#### ASSIGNMENT
Repeat each entry exactly.

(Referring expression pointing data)
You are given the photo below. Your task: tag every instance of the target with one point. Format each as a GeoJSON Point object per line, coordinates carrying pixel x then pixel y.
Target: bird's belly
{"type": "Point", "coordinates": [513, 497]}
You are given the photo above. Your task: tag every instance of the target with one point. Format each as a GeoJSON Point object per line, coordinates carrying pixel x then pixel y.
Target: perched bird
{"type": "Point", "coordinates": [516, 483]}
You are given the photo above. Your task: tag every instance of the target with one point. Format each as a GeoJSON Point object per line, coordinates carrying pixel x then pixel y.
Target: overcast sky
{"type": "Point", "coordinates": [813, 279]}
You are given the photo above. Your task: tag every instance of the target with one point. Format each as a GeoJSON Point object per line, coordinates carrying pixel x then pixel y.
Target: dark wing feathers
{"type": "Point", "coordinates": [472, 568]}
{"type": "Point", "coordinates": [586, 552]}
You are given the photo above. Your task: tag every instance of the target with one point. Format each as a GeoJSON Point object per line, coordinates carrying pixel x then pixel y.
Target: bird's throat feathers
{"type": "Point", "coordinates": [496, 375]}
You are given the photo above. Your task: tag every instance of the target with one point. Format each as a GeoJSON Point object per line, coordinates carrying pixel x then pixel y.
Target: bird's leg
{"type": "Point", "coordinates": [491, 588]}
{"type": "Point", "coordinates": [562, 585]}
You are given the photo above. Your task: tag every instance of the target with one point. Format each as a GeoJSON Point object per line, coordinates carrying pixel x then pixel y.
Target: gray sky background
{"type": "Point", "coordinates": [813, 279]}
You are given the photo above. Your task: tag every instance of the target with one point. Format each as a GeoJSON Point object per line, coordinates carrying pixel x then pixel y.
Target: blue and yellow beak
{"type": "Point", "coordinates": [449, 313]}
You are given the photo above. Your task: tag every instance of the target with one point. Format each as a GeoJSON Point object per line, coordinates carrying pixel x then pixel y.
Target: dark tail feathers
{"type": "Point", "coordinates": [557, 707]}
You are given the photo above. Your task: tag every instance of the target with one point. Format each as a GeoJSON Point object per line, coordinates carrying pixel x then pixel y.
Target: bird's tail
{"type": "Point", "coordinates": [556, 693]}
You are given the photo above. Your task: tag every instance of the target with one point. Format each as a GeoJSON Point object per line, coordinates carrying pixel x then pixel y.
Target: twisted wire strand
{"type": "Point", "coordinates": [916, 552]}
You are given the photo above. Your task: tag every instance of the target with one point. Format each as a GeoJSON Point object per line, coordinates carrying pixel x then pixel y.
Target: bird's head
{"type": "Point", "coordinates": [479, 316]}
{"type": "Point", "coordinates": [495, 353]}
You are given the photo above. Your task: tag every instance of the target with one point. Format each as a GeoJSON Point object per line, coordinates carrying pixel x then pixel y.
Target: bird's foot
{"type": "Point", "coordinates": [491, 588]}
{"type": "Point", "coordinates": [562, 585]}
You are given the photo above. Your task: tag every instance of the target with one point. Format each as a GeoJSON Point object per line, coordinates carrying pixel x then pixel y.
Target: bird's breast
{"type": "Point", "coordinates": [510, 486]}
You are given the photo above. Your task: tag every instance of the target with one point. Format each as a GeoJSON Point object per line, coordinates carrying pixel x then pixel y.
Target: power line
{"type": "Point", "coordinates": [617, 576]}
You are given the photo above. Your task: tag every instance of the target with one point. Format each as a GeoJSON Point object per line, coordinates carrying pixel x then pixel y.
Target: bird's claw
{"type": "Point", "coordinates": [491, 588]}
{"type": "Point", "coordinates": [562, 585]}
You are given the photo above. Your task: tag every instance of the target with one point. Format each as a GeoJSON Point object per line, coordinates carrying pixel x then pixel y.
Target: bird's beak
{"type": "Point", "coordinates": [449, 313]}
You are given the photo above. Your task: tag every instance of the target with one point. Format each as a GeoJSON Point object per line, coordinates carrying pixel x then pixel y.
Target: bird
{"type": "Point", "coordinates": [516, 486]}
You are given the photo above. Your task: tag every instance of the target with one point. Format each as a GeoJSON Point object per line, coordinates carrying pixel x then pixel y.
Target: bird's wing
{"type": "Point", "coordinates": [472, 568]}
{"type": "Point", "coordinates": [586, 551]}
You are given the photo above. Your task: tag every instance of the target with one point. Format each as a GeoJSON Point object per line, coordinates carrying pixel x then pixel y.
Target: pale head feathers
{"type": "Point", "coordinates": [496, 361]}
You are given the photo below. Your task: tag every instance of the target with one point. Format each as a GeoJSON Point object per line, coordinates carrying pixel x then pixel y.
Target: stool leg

#### ANSWER TO THE PROBLEM
You are given the photo below. Your task: tag every instance of the target with one point. Format each as a GeoJSON Point object per line, coordinates carrying pixel x then pixel y.
Target: bird's belly
{"type": "Point", "coordinates": [513, 497]}
You are given the photo above. Your task: tag every instance of the target with one point. Format each as a GeoJSON Point object per line, coordinates carrying pixel x then pixel y.
Target: perched bird
{"type": "Point", "coordinates": [516, 483]}
You are given the photo above. Your task: tag every instance of the target with one point. Format each as a GeoJSON Point object per line, coordinates carrying pixel x then pixel y.
Target: overcast sky
{"type": "Point", "coordinates": [813, 279]}
You are given the photo above. Your task: tag every instance of the target with one point. Format each as a GeoJSON Point object per line, coordinates carrying pixel x then pixel y.
Target: dark wing feathers
{"type": "Point", "coordinates": [472, 568]}
{"type": "Point", "coordinates": [586, 552]}
You are given the photo above. Your task: tag every instance of the target with one point. Format each as a GeoJSON Point object per line, coordinates carrying pixel x then pixel y.
Target: bird's throat feathers
{"type": "Point", "coordinates": [496, 375]}
You are given the photo above. Your task: tag every instance of the target with one point. Format each as a GeoJSON Point object per line, coordinates carrying pixel x then pixel y.
Target: bird's leg
{"type": "Point", "coordinates": [491, 588]}
{"type": "Point", "coordinates": [562, 585]}
You are given the photo above. Your task: tag every instance of the target with one point. Format each as a GeoJSON Point object per line, coordinates carrying pixel x then pixel y.
Target: gray sky background
{"type": "Point", "coordinates": [813, 279]}
You are given the photo above. Your task: tag every instance of the target with one point. Format each as a GeoJSON Point object per line, coordinates carrying pixel x then pixel y.
Target: blue and yellow beak
{"type": "Point", "coordinates": [449, 313]}
You are given the photo above. Your task: tag every instance of the target with one point. Format each as a GeoJSON Point object per line, coordinates carrying pixel x then pixel y.
Target: dark tail feathers
{"type": "Point", "coordinates": [557, 707]}
You are given the photo above. Your task: tag every instance of the target with one point. Format each as a GeoJSON Point object per line, coordinates carrying pixel x then pixel y.
Target: bird's tail
{"type": "Point", "coordinates": [556, 693]}
You are given the photo above. Your task: tag every instance of the target with one point. Format each as a GeoJSON Point object per line, coordinates carrying pixel x then pixel y.
Target: twisted wire strand
{"type": "Point", "coordinates": [916, 552]}
You are given the photo above. Your task: tag every instance of the target with one point. Format each as a GeoJSON Point object per line, coordinates carrying pixel x then pixel y.
Target: bird's head
{"type": "Point", "coordinates": [479, 316]}
{"type": "Point", "coordinates": [495, 353]}
You are given the photo above. Your task: tag every instance of the target with one point. Format each as a GeoJSON Point object per line, coordinates carrying pixel x then pixel y.
Target: bird's foot
{"type": "Point", "coordinates": [491, 588]}
{"type": "Point", "coordinates": [562, 585]}
You are given the photo above. Your task: tag every instance of the target with one point. Format each as a GeoJSON Point object per line, coordinates carrying pixel x then pixel y.
Target: bird's breast
{"type": "Point", "coordinates": [510, 486]}
You are given the photo above. Your task: tag every instance of the target with one point. Format each as a GeoJSON Point object per line, coordinates carrying pixel x then pixel y.
Target: power line
{"type": "Point", "coordinates": [617, 576]}
You are given the photo above. Your task: tag every instance of the target with one point. Format each as a GeoJSON Point object per line, coordinates carrying pixel x then pixel y.
Target: bird's claw
{"type": "Point", "coordinates": [491, 588]}
{"type": "Point", "coordinates": [562, 585]}
You are given the photo above. Your task: tag every instance of the target with one point. Format each as a GeoJSON Point object per line, coordinates carrying pixel x then pixel y.
Target: bird's beak
{"type": "Point", "coordinates": [449, 313]}
You are given the photo above. Your task: tag every instance of the target with one point. Format each as a GeoJSON Point object per line, coordinates carrying pixel x then pixel y.
Target: bird
{"type": "Point", "coordinates": [516, 486]}
You are given the photo above. Your task: tag every instance of the target with one point. Format each as a GeoJSON Point object per line, coordinates carrying pixel x then pixel y.
Target: bird's wing
{"type": "Point", "coordinates": [472, 568]}
{"type": "Point", "coordinates": [586, 551]}
You are given the photo above. Your task: tag every instance of the target with one point. Format each as a GeoJSON Point object per line, coordinates carrying pixel x then pixel y.
Target: pale head feathers
{"type": "Point", "coordinates": [496, 361]}
You are given the photo below. Your task: tag every instance of the target with one point. Format each as a GeoJSON Point object per line, coordinates carrying pixel x then pixel y.
Target: stool leg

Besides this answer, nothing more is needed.